### Tasks and exercises
(1) Answer the following from the timber contract opinion, one line each:
(a) How much had the value of the timber increased between the execution of the contract and the notice of rescission?
(b) Who organized Valley Pine Inc.?
(c) For what quantity of logs were the plaintiffs paid?
(2) In one to three sentences, explain why the timber contract opinion holds that the defendants had the right to assign the contract.

### Page excerpt
The evidence of rapid increase in value referred to is that between the time of the execution of the contract and the giving of notice of rescission the value of the timber had at least doubled.

5, 6. A court of equity will not rescind an executory contract for an occasional and immaterial breach not going to the very substance of the contract. Krebs Hop Co. v. Livesley, 51 Or 527, 533, 92 P 1084. Whether this principle will be applied where the contract, as here, provides that the rights of the purchasers shall cease and terminate if they should fail to keep all the terms of the agreement, it is unnecessary to decide. The only breaches of the contract which the Circuit *256 Court found and which are established by a preponderance of the evidence are those for which damages were allowed. As to these the contract provides specifically for the remedies to which the plaintiffs are entitled. It was agreed that for injury to livestock the defendants would promptly reimburse the plaintiffs, and that they would not injure or destroy any of the fences belonging to the plaintiffs unless the same were promptly repaired or replaced. The provisions were intended to provide the sole remedies available to the plaintiffs for the particular injuries to which they relate, and preclude the notion that any such injuries would be deemed a cause for rescission.

7. Only one other manner need be mentioned. It is contended that defendants assigned the contract to a corporation called Valley Pine Inc., and that this was a breach warranting a decree of rescission. Valley Pine Inc. was organized by the defendants Wilson and Evans and the wife of Evans. They owned the stock of the corporation. The defendants entered into a contract to sell stumpage to Valley Pine Inc. at $20 a thousand for pine and $12 a thousand for fir and larch. The lands on which the timber so sold was standing were not described. Whether this transaction amounted to an assignment of this contract is highly questionable. This apart, defendants had the right to assign it. The contract provides "that this agreement shall be binding upon the heirs, executors, administrators and assigns of the parties hereto." The use of the word "assigns" constitutes an express consent to the assignment or subletting of the contract. West v. Backus, 97 Or 116, 120, 189 P 645. See, also, Harlow v. Oregonian Pub. Co., 53 Or 272, 275, 100 P 7. While this rule is not inflexible and may be inapplicable in the case of a contract where a relation of personal *257 confidence is contemplated (4 Am Jur 235, 236, Assignments ยง 7), there is no such relationship disclosed by the contract or the evidence in this case. It is not a contract for personal services, and the rule against assignability of such contracts has no application here.

There is no substantial evidence that defendants acquiesced in the attempted rescission or surrendered possession of the property.

8. Save in the minor particulars above referred to, the evidence shows that the defendants faithfully performed the terms of their contract, and strongly tends to support the opinion of the trial judge that it was the sharp advance in the value of pine timber, and not any delinquency of the defendants, which precipitated the plaintiffs' notice of rescission and the filing of this lawsuit. The defendants kept meticulous records of the log scaling. The truck drivers who hauled the logs were paid on the log scale. They understood scaling themselves, and it was to their interest to see to it that the logs were not underscaled. There is no satisfactory evidence in the record that they were. The plaintiff, Jack Vaughan, testified that he estimated the quantity of timber on the land described in the contract as about 9,000,000 or 10,000,000 board feet. The plaintiffs were paid for a quantity of logs in excess of 13,400,000 board feet. In our opinion the defendants dealt honestly with the plaintiffs, and this suit is without any basis.

The decree is affirmed.


[*] Chief Justice when this case was argued.

[**] Chief Justice when this opinion was rendered.

### Dataset extract
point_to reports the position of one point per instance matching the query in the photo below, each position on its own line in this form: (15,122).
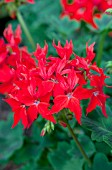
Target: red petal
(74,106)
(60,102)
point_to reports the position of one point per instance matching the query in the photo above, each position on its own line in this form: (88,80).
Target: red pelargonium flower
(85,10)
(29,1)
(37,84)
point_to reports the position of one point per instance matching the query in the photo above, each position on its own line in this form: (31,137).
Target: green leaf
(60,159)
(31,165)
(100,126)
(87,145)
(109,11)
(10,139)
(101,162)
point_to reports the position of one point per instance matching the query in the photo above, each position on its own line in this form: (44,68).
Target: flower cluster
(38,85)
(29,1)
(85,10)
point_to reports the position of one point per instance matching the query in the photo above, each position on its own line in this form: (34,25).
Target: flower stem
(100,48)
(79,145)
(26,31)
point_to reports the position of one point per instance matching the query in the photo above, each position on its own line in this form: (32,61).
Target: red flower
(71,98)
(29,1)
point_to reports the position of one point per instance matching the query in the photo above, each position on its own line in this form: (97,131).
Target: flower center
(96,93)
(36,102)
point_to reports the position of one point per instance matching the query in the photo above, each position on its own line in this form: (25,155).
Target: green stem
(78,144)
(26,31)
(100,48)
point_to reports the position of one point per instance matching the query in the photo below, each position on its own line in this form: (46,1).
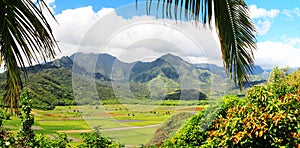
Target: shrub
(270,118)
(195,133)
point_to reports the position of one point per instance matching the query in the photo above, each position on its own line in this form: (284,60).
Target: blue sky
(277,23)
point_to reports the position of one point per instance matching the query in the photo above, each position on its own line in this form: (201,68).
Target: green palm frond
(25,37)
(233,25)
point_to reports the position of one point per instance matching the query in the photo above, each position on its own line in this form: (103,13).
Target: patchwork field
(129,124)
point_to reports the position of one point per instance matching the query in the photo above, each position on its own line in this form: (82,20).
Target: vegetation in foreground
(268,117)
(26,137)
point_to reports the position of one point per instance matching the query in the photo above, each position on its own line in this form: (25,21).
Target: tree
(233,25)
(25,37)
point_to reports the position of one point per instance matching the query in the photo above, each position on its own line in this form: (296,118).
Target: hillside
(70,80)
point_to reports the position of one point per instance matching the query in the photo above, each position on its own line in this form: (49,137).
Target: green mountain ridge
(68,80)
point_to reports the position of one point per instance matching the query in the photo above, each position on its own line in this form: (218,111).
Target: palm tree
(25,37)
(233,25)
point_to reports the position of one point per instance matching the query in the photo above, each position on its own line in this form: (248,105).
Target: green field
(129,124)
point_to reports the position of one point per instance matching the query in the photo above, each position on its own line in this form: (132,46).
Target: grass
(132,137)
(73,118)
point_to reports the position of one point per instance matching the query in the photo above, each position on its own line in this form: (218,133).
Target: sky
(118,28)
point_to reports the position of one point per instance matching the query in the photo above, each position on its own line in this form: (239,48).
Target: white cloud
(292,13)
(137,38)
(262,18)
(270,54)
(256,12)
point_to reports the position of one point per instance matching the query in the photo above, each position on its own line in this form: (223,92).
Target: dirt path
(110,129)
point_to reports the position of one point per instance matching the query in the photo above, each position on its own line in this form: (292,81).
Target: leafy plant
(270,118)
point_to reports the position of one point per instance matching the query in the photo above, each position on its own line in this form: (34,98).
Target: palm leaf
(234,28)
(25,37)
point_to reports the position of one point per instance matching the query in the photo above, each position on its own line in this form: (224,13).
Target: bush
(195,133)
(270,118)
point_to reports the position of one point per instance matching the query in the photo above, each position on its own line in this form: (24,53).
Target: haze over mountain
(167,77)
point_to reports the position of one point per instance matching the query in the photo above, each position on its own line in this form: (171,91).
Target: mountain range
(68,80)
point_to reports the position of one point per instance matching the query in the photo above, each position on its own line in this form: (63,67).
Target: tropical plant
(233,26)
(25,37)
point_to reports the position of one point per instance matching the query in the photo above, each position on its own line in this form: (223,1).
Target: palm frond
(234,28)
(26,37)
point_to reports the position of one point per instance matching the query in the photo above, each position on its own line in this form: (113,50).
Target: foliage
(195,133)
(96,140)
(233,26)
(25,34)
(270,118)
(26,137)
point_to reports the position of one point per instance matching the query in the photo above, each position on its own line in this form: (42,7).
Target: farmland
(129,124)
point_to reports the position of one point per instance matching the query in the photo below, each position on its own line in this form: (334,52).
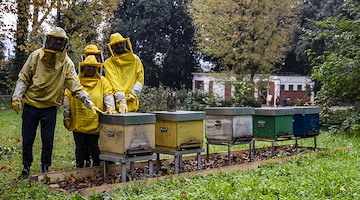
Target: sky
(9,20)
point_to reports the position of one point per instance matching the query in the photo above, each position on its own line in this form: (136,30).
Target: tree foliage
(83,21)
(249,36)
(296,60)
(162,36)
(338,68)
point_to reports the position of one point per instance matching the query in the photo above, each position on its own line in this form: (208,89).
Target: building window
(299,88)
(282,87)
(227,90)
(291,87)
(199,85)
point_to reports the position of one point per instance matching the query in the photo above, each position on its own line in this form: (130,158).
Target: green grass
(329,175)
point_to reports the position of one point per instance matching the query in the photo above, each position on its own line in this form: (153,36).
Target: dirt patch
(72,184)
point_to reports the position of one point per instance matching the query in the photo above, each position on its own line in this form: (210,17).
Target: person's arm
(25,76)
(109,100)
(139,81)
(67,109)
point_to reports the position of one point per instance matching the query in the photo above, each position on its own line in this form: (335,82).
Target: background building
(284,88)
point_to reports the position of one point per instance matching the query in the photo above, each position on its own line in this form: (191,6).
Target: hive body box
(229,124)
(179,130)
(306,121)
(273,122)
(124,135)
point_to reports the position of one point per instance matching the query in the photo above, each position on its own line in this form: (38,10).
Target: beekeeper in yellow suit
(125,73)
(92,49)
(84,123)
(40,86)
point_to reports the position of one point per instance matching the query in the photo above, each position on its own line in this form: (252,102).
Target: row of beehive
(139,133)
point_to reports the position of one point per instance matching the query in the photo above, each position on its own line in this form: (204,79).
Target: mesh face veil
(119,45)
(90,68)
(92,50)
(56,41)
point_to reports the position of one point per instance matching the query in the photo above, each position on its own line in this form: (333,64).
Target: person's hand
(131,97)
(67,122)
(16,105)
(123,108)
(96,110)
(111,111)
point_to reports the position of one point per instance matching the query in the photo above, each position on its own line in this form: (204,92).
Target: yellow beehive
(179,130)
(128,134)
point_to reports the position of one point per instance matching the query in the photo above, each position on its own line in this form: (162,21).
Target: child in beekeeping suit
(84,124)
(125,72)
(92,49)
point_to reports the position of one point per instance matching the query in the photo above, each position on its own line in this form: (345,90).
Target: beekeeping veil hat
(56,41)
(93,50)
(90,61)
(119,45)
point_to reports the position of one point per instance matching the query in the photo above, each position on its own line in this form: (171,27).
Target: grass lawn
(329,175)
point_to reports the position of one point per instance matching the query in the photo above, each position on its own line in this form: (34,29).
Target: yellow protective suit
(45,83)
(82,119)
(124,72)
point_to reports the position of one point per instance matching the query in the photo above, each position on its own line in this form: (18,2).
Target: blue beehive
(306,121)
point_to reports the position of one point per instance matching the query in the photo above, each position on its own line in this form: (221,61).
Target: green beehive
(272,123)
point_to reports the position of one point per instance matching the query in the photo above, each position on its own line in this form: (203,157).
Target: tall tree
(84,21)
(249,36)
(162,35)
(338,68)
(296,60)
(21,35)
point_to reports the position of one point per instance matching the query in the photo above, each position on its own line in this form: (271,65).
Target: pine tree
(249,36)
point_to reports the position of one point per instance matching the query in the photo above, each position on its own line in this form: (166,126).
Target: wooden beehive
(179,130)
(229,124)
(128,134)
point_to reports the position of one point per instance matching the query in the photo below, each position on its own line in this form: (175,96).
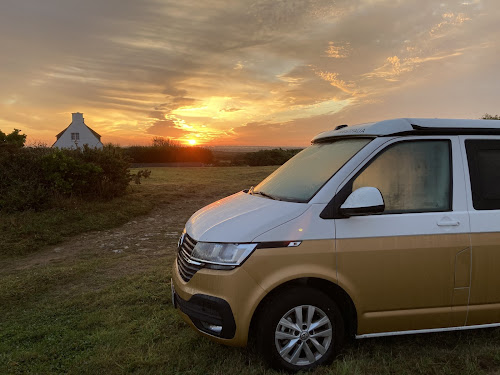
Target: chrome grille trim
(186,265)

### Exercise solutions
(1)
(a) It had at least doubled.
(b) The defendants Wilson and Evans and the wife of Evans.
(c) In excess of 13,400,000 board feet.

(2) The contract provides that it "shall be binding upon the heirs, executors, administrators and assigns of the parties hereto," and the use of the word "assigns" constitutes express consent to assignment or subletting. The exception for contracts involving a relation of personal confidence does not apply, because neither the contract nor the evidence discloses such a relationship and it is not a contract for personal services.